Stated goal |
Transcribe each record below word for word.

┄┄┄┄┄┄┄┄┄┄

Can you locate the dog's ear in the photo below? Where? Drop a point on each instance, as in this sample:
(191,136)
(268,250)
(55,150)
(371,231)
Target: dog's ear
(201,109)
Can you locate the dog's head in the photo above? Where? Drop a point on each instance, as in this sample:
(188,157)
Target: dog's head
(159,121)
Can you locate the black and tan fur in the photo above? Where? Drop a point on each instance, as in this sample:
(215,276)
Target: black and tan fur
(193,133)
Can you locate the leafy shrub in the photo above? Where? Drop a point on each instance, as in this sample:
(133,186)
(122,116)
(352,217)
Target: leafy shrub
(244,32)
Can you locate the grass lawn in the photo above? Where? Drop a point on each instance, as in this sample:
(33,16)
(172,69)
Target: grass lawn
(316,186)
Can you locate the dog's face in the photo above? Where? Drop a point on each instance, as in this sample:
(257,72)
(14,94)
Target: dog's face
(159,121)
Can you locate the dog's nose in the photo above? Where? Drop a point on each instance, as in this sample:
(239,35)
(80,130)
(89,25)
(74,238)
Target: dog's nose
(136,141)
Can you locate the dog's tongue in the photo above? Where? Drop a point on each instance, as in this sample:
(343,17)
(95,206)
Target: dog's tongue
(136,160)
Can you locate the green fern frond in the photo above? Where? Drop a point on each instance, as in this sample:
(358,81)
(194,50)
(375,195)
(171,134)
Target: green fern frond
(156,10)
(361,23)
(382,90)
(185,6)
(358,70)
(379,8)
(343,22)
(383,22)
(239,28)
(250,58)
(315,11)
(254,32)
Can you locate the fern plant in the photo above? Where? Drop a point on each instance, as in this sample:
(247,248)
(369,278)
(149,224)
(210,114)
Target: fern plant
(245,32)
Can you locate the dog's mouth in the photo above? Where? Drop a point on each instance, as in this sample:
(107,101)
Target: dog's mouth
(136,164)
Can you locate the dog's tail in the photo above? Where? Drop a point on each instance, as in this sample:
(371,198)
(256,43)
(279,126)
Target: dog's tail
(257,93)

┄┄┄┄┄┄┄┄┄┄

Expected answer |
Can you locate the dog's ear in the photo below? Where? Drop a point on each instance, as in this sample:
(191,136)
(268,250)
(55,150)
(371,231)
Target: dog's ear
(201,109)
Can you locate the dog's head in the photo above? Where? Drop a point on each instance, as in this sample:
(188,157)
Target: dog's head
(159,121)
Can you locate the black and tan fur in the photo above? Where? Drop a point on each instance, as in this sample:
(215,276)
Target: black and tan fur
(193,133)
Can you locate the leafy shrub in the photo above? Where? Drop a point on each instance, as in this sample:
(133,186)
(122,116)
(352,217)
Target: leafy shrub
(244,32)
Can you locate the grass lawn in the photo above? Where? Drop a point on each instance, as in this sample:
(33,16)
(172,69)
Target: grass lawn
(316,186)
Can you locate the dog's face in the photo above? Where? Drop a point on each instance, as in this sample:
(257,72)
(14,94)
Target: dog's face
(159,121)
Can you locate the dog's nose in the photo above? Where? Drop a point on each instance, as in this sample:
(239,35)
(80,130)
(89,25)
(74,238)
Target: dog's nose
(136,141)
Can you locate the dog's tongue in the photo above? Where? Drop a point on each instance, as in this sample:
(343,17)
(95,206)
Target: dog's tongue
(136,160)
Can you locate the green fern frond in the photo above? Where? Drop a point on each instance, as in this sample:
(358,81)
(194,50)
(375,195)
(171,134)
Target: green fern frond
(156,10)
(361,23)
(382,90)
(185,6)
(358,70)
(379,8)
(343,22)
(383,22)
(239,28)
(250,58)
(315,11)
(254,32)
Can you locate the fern plant in the photo above? Where? Drop a point on each instance, as in this sample:
(247,248)
(369,278)
(149,224)
(210,114)
Target: fern plant
(245,32)
Can you locate the dog's mouth in the photo above? Where? Drop a point on each instance, as in this sample:
(107,101)
Target: dog's mouth
(136,164)
Can you locate the dog's tail in the photo above? Where? Drop a point on each instance, as in this sample:
(371,198)
(256,43)
(279,126)
Target: dog's tail
(257,93)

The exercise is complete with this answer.